- _Reading passage_
We want to have date on an hourly basis:

  • 26/24 ~ 1 visits/country/browser version/operating system/hour

**1 000 000 visits per day =~ 1 visits/country/browser version/operating system/hour! We have done no sampling, we have only country level data, we are looking at visits and not page views!**

To clarify: In this calculation I assume that the visits are evenly distributed over all countries but do not take into account that most solutions do sampling at a rate of 1-20% and look at visits with multiple page views instead of unique URIs - this seems to me as a best case scenario. In reality it can be even worse.

So then, why is Real User Monitoring so popular?...
...because it helps you to improve your Users experience! How can that work after knowing that we might not capture data from all our end users? You only have to change your expectations of what you want to achieve with Real User Monitoring.

What you should expect from your RUM solution is:

  • Support for all browsers - not only the new browsers
  • A reliable data sending mechanism
  • W3C timings support
  • Functional Health information like errors from JavaScript and HTTP - not only timings
  • AJAX/XHR-requests timing - not only timings for page loads
  • The click path of a whole visit - not only separate page views
  • Support for desktop browsers, mobile browsers and mobile native applications in combined view
  • Landing and Exit page analysis

If your selected solution provides all these features to you can go an additional step further and not only monitor your users, you can do real User Experience Management (UEM). I just want to point out what that allows you to do in some short examples.

Example 1: JavaScript Errors - Which one to fix first?
If your RUM- UEM solution provides you with JavaScript errors you can start fixing problems right away. It should be able to show you which messages appear how often in which browser, shown in Figure 2.

Figure 2: Detailed JavaScript error messages are captured for every visit and easy accessible grouped by browser, OS or geo-location

Example 2: Why are my customers leaving my web site?
With the UEM you are now able to not only see that your customers are leaving your web site. You can also figure out if they had technical issues (see Figure 3).

- _Supplied material_
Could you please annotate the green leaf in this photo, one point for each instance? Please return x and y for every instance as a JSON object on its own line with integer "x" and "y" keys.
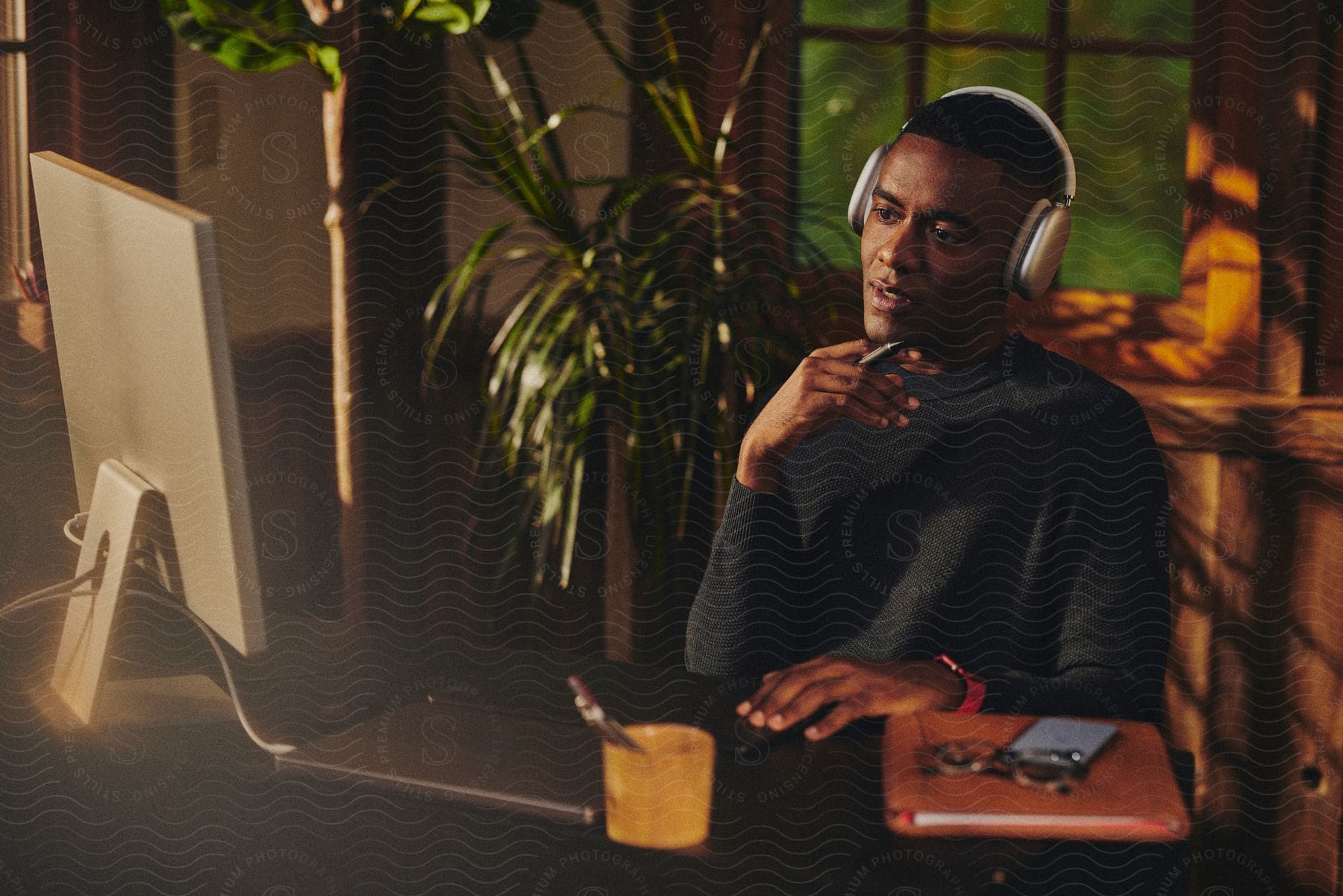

- _Exercise instructions_
**A.** Retype the Real User Monitoring article word for word, everything from "If your selected" down to "some short examples.".
**B.** Extend the Real User Monitoring article, picking up right after its last sentence.

- _Results of the exercise_
**A.**
If your selected solution provides all these features to you can go an additional step further and not only monitor your users, you can do real User Experience Management (UEM). I just want to point out what that allows you to do in some short examples.

**B.**
Figure 3: Looking at Exit Pages and correlating it with Failure Rate, Performance and User Experience allows us to quickly identify why visitors leave the website on these pages

Example 3: What did my customer do on the application before he called our support center?
Having every visit and all actions available makes it easy for the support center employees to look up the visit information as part of the triage process (see Figure 4).

Figure 4: Seeing all actions the visitor really executed on the website helps speed up the complaint process as all facts are available

Example 4: Correlating Performance to Business
Analyzing the performance of every single visit and all actions not only allows us to pinpoint problems on individual pages, certain browsers or geographical regions. It also allows us to correlate problems in the application to business. Knowing how much revenue is lost due to declined performance gives application owners better arguments when discussing investments in the infrastructure or additional R&D resources. The dashboard shown in Figure 5correlates Response Time with the number of Visitors by Continent and the generated Orders. Problems in the infrastructure that lead to performance problems of the application can then easily be correlated to lost revenue:

Figure 5: Correlating Business Values such as number of Orders with Page Performance and Infrastructure Health opens a new of communication between Business and Application Owners

Conclusion
W3C timings give us great insight but it is only available in new browsers. Be aware of what your RUM solution vendor promises to you and do not forget about the simple math. Set your expectations right and look for solutions that support visits and health indicators like HTTP errors and JavaScript errors. Go Real with the right expectations.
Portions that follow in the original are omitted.